YOUR OBJECTIVE
In the records below, find the line containing "Target: green plant leaf", then extract that line and all subsequent lines exactly, leaving out everything else.

** begin RECORDS TO USE **

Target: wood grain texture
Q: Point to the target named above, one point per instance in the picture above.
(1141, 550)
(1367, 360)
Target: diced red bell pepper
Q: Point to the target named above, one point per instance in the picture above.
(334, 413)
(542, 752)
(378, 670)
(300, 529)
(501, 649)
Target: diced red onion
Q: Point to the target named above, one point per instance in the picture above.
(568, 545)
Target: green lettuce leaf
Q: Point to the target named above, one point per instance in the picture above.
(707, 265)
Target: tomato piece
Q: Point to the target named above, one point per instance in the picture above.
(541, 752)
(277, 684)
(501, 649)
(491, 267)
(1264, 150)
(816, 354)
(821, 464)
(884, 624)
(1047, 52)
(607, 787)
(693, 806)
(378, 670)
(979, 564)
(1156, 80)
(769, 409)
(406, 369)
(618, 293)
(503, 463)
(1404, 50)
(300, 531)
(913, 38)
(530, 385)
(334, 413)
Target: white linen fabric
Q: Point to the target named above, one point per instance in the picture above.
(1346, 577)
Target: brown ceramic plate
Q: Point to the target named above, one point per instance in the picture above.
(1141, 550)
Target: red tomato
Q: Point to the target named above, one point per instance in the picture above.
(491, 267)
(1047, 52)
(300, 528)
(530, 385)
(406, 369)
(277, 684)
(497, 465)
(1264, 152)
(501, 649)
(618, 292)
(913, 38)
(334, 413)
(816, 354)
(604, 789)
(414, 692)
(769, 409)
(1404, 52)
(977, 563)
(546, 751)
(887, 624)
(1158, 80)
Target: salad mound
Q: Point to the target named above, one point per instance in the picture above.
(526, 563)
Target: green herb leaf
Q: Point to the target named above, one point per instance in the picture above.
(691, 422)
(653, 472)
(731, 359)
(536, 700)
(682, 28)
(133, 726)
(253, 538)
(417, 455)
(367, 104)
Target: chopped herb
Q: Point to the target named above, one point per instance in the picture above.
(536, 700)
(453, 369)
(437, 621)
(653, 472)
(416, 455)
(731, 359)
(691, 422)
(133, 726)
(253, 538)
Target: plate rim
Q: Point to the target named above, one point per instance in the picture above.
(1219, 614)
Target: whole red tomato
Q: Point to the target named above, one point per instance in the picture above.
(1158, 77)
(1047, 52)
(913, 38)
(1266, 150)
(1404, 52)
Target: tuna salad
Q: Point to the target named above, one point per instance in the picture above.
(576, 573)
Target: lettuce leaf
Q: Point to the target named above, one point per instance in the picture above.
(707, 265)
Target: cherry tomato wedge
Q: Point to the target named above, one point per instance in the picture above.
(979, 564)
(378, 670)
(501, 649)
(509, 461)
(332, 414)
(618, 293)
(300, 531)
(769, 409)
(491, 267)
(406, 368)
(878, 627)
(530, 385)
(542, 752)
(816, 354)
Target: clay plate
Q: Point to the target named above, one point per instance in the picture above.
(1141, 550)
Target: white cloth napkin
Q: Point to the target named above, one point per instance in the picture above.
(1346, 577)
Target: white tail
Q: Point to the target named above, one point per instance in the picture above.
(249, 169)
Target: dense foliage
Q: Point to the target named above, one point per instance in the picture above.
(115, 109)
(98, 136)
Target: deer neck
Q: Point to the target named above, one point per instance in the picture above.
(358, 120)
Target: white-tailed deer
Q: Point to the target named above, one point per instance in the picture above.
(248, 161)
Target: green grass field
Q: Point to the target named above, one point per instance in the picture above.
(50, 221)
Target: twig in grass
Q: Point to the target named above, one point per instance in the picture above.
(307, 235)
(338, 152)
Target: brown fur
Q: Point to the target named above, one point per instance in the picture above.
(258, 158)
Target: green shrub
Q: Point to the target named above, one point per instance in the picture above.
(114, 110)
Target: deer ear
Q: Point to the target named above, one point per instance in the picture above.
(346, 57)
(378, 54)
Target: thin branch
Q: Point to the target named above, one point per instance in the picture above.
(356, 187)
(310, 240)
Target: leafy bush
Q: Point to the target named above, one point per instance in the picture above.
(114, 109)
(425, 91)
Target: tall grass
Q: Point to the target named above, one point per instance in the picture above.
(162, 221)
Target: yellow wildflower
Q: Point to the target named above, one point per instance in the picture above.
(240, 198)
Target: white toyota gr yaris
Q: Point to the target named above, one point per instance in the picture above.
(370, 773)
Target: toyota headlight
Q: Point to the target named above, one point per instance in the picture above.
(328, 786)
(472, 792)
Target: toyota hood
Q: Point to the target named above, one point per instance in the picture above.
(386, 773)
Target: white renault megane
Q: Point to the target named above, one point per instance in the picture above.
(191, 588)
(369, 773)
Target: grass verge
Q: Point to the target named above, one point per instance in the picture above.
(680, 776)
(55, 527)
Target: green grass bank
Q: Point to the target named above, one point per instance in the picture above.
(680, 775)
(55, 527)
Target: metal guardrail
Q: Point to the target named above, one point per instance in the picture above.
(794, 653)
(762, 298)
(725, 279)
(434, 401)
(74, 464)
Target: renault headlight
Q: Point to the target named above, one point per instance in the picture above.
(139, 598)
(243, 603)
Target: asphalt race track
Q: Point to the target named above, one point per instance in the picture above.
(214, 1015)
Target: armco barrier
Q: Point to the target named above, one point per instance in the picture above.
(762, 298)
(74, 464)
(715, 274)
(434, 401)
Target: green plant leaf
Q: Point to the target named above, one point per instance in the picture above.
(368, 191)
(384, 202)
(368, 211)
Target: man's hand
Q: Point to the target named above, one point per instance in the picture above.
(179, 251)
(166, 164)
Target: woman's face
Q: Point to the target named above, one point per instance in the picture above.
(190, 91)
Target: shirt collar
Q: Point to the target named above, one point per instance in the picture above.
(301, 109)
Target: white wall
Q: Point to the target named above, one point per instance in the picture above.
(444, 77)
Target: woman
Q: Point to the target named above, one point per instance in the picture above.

** end RECORDS TO USE **

RESPONSE
Target: green plant leaf
Q: Point to the target named above, one point per instance in the picture above.
(368, 191)
(384, 202)
(368, 211)
Target: man's hand
Q: Point to the target named above, one point per instance in the picture above.
(179, 251)
(166, 164)
Target: woman's face
Q: Point to the target named above, one point per instance in the picture above.
(190, 91)
Target: shirt collar
Q: Point to the target named above, one point per instance in the picture above.
(301, 109)
Target: white wall
Q: Point to the target named above, one point per instance in the picture above.
(444, 77)
Target: woman
Q: Point to the target named above, one point per instance in the picture above.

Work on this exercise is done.